(Records)
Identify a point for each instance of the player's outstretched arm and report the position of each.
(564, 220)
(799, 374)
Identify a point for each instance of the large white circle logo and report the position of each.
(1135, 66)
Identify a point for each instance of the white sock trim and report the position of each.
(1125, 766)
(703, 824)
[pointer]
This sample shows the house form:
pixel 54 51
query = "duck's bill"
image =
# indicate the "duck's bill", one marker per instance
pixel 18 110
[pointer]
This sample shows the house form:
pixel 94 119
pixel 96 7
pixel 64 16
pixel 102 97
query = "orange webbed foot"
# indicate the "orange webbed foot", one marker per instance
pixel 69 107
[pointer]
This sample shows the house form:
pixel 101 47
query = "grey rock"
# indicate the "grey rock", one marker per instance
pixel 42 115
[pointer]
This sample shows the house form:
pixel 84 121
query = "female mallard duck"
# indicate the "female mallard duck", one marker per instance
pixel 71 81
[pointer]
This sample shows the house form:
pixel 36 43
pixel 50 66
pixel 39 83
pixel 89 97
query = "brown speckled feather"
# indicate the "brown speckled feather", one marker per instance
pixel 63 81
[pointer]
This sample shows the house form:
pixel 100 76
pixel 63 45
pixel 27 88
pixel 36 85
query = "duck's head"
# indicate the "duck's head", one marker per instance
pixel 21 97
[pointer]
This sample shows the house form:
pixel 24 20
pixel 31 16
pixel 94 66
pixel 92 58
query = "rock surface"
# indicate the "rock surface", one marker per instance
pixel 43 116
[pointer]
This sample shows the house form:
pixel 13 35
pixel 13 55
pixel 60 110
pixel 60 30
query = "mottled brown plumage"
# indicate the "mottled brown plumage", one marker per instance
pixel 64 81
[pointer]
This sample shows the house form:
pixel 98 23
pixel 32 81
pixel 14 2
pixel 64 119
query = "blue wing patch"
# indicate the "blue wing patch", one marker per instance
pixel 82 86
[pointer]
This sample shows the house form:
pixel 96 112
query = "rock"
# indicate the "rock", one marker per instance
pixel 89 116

TASK STATEMENT: Go through the records above and retype each one exactly.

FINISHED TASK:
Identify a point for each instance of the player's outstretched arm and report the position of each.
(564, 220)
(799, 374)
Identify a point for each instance of the large white circle logo and report the position of each.
(1135, 66)
Identify a point for each instance of the white sock trim and report the position of each.
(1125, 766)
(703, 824)
[pointer]
This sample shows the house form:
pixel 54 51
query = "duck's bill"
image =
# indicate the "duck's bill", one marker per instance
pixel 18 110
[pointer]
This sample shows the house form:
pixel 94 119
pixel 96 7
pixel 64 16
pixel 102 97
query = "orange webbed foot"
# indicate the "orange webbed foot", one marker per instance
pixel 69 107
[pointer]
This sample shows the house form:
pixel 101 47
query = "grey rock"
# indicate the "grey rock", one marker per instance
pixel 42 115
[pointer]
This sample shows the house form:
pixel 84 121
query = "female mallard duck"
# indicate the "female mallard duck", one marker per instance
pixel 71 81
[pointer]
This sample shows the house form:
pixel 36 43
pixel 50 66
pixel 39 83
pixel 89 97
query = "brown speckled feather"
# indicate the "brown speckled feather", one marker per instance
pixel 63 81
[pointer]
This sample shows the house form:
pixel 100 76
pixel 63 45
pixel 27 88
pixel 36 85
query = "duck's head"
# indicate the "duck's head", one marker per instance
pixel 21 97
[pointer]
This sample shows the house form:
pixel 24 20
pixel 31 16
pixel 94 66
pixel 92 58
query = "rock surface"
# indicate the "rock surface", one marker per instance
pixel 43 116
[pointer]
This sample shows the house form:
pixel 13 35
pixel 13 55
pixel 60 110
pixel 60 30
query = "mottled brown plumage"
# indicate the "mottled brown plumage", one marker per instance
pixel 64 81
[pointer]
This sample shows the house form:
pixel 98 23
pixel 32 81
pixel 14 2
pixel 64 119
query = "blue wing patch"
# indicate the "blue wing patch", one marker per instance
pixel 82 86
[pointer]
This sample shows the house form:
pixel 96 112
query = "rock"
# indicate the "rock", one marker per instance
pixel 89 116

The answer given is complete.